• _Records shown_

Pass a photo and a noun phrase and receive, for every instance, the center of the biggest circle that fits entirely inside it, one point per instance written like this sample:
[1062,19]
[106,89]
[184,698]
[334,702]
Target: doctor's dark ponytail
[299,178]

• _What is required_
Repeat every entry exactly as written above.

• _Answer area_
Pass a photo and a noun phrase and receive, for every instance, the center of the biggest circle that fits entirely inside it, one point per instance written like this sample:
[1062,19]
[106,89]
[184,698]
[334,702]
Target: doctor's dark ponytail
[299,178]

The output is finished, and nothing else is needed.